• [Provided passage]:
How Trump won the conservative evangelical vote

How Trump won the conservative evangelical vote

Trump and the Puritans, James Roberts and Martyn Whittock, Biteback.

In our quest to understand Donald Trump’s presidency, we may need to look at his significant support base amongst evangelical Christian voters, and why a man with such moral laxity has been embraced by them. Trump is far from puritanical, that much is obvious, but James Roberts and Martyn Whittock draw a line from the Pilgrims who landed on America’s east coast in 1620 (the 400th anniversary of which is being celebrated this year) through American historical developments and the way Americans think of themselves to Nixon’s silent majority and Reagan’s ‘light on a hill’ to Trump’s self- and nation-boosting.

At the core of Puritan identity was a sense of rightness and special favour from God mixed with insecurity at threats from outside. The colonial experiment was prompted by intolerance from the established church in England, but this bred in the Puritans not an easy-going attitude to religion but a determination to hold rigidly to their particular sectarian religious outlook. On the other side, literally, in a geographical sense, were (perceived and actual) hostile Native Americans. Added to these were threats from within, from those who were not as morally upright as they should have been, hence the moral patrolling. So the Puritans were besieged from all sides, and a significant portion of Americans still feel the nation is exceptional, in a godly sense, and besieged by a hostile world without and traitorous liberals within. (These are generalisations of course, but particular to the American nation, and the authors, being British, are attuned to the ways American Christians differ from, and are even perplexing to, Christians elsewhere.)

Not unassociated is the selective use of the Bible. The Puritans (unlike Trump) were highly biblically literate, but they used the Bible in a particular way to justify their sense of exceptionalism, arguing that, for example, Native American deaths due to disease were a sure sign that God wanted them to take over Indian lands. We can trace this way of reading the Bible, of selectively seeking signs, to the widespread belief that Trump is sent by God (prophesied in the Bible even, according to some extremists).

• [Extracted records]:
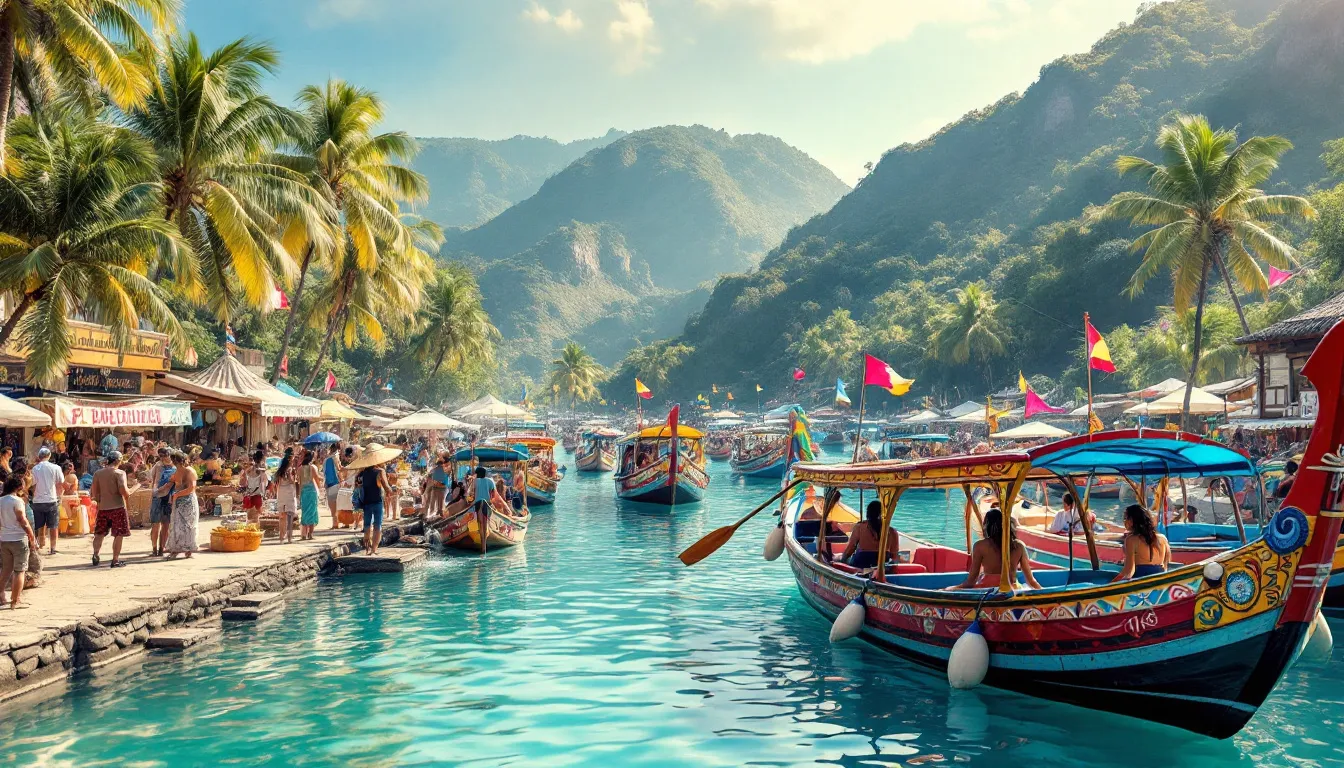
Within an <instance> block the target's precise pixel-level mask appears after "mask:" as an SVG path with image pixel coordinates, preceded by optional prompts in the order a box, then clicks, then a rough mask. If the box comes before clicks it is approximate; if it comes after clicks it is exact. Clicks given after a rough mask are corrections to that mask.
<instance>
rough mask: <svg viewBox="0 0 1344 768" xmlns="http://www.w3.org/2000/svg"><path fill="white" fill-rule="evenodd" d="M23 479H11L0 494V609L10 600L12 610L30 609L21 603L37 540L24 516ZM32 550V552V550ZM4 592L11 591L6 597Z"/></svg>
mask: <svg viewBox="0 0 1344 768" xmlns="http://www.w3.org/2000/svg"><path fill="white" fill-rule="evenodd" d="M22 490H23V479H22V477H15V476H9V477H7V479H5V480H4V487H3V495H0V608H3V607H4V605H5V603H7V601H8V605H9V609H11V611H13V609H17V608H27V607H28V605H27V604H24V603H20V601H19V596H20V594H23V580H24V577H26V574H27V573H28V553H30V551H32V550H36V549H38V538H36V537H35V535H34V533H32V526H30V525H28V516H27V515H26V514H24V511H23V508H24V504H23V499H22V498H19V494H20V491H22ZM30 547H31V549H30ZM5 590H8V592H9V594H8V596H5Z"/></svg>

* * *

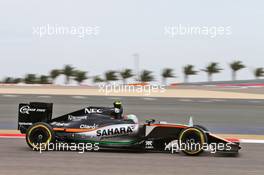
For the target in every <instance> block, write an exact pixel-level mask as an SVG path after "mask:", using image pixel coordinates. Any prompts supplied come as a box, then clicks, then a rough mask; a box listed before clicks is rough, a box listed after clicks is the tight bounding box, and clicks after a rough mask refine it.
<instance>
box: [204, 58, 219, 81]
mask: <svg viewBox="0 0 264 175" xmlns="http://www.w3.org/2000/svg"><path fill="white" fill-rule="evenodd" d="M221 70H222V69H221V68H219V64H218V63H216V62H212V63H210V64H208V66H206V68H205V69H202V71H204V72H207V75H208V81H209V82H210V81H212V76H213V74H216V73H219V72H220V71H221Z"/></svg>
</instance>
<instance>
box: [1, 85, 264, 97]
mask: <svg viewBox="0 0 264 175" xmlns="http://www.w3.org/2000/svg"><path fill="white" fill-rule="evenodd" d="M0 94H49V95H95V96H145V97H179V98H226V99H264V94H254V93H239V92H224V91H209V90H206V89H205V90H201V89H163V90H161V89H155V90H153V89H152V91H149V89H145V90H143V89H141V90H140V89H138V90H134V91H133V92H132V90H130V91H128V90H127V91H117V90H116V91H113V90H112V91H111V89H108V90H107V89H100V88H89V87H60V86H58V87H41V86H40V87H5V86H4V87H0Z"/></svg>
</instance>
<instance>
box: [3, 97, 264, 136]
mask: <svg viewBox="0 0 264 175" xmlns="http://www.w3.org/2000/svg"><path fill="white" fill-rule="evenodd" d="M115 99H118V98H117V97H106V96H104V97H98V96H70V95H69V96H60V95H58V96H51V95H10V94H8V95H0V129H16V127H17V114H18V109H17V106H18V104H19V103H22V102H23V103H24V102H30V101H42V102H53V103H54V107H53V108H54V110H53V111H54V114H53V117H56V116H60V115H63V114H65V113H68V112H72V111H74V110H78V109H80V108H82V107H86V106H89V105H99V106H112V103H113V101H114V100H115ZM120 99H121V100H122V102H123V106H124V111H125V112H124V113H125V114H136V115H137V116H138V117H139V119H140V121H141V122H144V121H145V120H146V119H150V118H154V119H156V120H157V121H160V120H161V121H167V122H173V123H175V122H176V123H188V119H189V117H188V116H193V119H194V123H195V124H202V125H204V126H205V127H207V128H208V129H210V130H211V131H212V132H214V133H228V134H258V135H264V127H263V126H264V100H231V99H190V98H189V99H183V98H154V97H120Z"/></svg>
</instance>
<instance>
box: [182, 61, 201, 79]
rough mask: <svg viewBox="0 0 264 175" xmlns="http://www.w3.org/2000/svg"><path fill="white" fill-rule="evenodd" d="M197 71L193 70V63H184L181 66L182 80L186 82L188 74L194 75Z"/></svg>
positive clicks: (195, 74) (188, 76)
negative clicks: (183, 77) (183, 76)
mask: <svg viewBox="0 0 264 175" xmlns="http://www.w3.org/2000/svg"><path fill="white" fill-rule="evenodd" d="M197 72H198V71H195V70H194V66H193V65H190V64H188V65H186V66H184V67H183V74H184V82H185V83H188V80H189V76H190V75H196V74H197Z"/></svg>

* * *

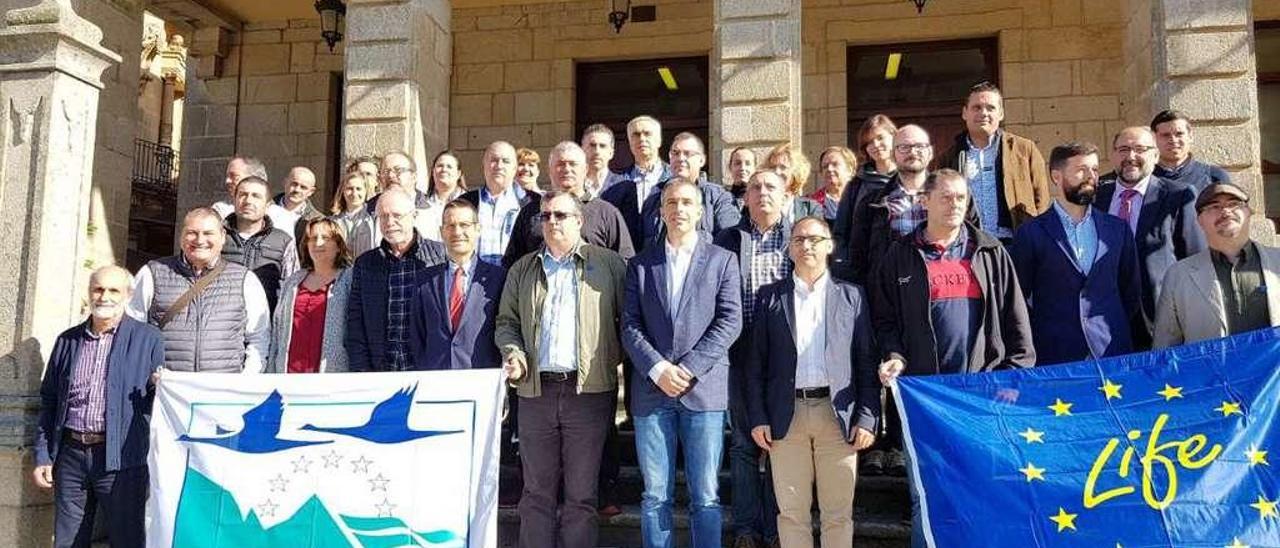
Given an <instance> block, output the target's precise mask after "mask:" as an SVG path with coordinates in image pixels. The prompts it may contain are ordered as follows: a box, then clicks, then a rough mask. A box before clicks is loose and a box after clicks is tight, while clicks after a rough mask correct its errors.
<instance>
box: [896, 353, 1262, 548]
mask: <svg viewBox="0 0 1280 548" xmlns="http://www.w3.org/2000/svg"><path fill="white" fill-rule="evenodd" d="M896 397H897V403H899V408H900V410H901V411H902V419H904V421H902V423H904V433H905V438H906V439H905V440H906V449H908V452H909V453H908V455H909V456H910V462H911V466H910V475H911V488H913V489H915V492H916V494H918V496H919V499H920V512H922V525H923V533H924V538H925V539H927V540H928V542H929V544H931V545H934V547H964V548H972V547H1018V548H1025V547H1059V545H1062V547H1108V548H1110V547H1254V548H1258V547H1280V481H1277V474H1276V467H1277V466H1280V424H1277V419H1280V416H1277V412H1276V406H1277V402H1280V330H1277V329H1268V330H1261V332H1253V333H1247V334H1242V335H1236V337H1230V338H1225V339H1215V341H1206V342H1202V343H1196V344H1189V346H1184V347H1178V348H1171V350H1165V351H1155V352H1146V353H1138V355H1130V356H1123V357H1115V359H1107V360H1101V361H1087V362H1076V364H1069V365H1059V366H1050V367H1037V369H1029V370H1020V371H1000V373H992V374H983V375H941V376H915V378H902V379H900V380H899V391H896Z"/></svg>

• [Using the information]:
**a)** According to the book review, in what year did the Pilgrims land on America's east coast?
**b)** Reproduce the part of the book review that begins at the words "In our quest" and stops after "self- and nation-boosting.".

• [Answers by task]:
**a)** 1620

**b)**
In our quest to understand Donald Trump’s presidency, we may need to look at his significant support base amongst evangelical Christian voters, and why a man with such moral laxity has been embraced by them. Trump is far from puritanical, that much is obvious, but James Roberts and Martyn Whittock draw a line from the Pilgrims who landed on America’s east coast in 1620 (the 400th anniversary of which is being celebrated this year) through American historical developments and the way Americans think of themselves to Nixon’s silent majority and Reagan’s ‘light on a hill’ to Trump’s self- and nation-boosting.